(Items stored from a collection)
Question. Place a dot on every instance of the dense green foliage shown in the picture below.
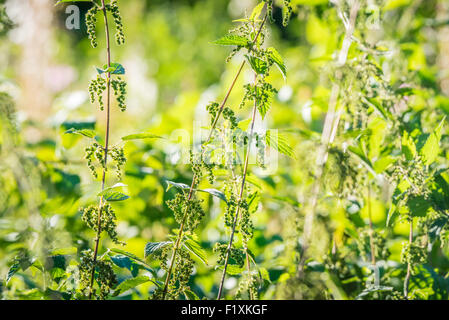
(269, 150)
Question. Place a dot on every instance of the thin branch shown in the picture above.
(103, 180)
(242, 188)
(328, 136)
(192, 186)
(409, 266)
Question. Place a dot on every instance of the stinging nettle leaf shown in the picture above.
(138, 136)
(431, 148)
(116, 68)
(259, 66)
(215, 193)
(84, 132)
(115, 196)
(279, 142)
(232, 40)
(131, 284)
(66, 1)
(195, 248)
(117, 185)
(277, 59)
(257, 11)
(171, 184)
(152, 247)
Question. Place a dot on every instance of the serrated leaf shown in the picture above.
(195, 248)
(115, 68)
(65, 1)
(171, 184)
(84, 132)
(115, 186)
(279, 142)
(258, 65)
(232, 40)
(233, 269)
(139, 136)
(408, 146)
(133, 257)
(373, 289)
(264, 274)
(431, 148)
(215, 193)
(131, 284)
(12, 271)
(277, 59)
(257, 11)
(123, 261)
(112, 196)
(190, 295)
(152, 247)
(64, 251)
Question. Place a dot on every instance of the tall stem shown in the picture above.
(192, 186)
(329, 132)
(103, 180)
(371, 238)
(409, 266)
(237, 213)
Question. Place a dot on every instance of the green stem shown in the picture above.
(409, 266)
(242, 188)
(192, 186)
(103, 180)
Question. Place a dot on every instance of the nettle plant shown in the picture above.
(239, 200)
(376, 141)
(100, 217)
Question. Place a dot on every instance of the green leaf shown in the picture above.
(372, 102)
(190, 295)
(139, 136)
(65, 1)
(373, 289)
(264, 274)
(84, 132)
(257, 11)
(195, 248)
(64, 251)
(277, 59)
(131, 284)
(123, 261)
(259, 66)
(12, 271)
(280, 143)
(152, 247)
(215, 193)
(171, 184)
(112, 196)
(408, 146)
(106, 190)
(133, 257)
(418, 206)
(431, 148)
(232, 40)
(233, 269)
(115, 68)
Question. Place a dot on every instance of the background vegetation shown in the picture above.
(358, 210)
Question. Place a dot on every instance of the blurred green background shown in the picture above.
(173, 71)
* * *
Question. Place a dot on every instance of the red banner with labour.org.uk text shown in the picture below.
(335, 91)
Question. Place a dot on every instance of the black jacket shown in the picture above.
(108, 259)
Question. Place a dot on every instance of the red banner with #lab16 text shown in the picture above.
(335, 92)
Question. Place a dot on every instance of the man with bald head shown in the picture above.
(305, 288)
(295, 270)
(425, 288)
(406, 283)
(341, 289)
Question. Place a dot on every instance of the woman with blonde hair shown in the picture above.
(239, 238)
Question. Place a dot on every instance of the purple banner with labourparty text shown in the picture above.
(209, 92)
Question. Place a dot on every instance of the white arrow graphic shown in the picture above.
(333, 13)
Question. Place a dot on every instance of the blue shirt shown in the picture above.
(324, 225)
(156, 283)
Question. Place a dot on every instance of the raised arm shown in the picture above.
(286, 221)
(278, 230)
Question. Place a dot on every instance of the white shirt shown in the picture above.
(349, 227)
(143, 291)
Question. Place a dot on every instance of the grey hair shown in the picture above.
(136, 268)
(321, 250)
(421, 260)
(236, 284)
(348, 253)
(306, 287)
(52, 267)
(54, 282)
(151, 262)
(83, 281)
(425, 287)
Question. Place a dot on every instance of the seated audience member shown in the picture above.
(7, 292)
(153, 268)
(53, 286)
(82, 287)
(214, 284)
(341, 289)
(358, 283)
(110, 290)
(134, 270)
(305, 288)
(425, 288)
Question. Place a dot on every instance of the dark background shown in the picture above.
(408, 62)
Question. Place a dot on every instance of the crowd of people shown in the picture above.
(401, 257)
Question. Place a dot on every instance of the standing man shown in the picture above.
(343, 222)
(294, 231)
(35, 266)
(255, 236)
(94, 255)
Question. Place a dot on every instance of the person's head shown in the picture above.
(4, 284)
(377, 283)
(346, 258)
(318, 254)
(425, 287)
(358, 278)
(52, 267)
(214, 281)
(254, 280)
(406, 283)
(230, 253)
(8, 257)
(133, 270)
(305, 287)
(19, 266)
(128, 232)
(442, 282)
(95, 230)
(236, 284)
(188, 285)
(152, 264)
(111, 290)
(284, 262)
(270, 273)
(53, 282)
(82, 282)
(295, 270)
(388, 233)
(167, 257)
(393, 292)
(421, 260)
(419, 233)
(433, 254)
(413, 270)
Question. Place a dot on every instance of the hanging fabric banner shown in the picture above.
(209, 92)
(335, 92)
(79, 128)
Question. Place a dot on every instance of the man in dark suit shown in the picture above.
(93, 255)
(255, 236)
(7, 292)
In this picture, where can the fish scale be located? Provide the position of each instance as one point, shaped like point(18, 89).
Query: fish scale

▸ **Objective**
Update the data starting with the line that contains "Question. Place a dot on every instance of the standing" and going on through the line that contains "Query: fish scale". Replace "dark suit" with "black suit" and leave everything else unchanged.

▸ **Solution to the problem**
Question. Place a dot on every instance of the standing man shown in the picture above.
(343, 222)
(294, 231)
(35, 266)
(255, 236)
(94, 255)
Question. Place a dot on every instance of the person's head shown in the picture above.
(4, 284)
(377, 283)
(346, 258)
(318, 254)
(425, 287)
(358, 278)
(52, 267)
(214, 281)
(254, 280)
(406, 283)
(230, 253)
(8, 257)
(133, 270)
(305, 287)
(19, 266)
(128, 232)
(442, 282)
(95, 230)
(236, 284)
(188, 285)
(152, 264)
(111, 290)
(284, 262)
(270, 273)
(53, 282)
(82, 282)
(295, 270)
(388, 233)
(167, 257)
(393, 292)
(421, 260)
(419, 233)
(433, 254)
(413, 270)
Question. Place a dot on every instance of the hanging fabric banner shown in the picture above.
(209, 92)
(335, 92)
(79, 128)
Question. Place a dot on every instance of the man in black suit shown in the picture above.
(93, 255)
(255, 236)
(7, 292)
In this picture, where can the fish scale be located? Provide the position of each instance as one point, shaped like point(18, 89).
Query: fish scale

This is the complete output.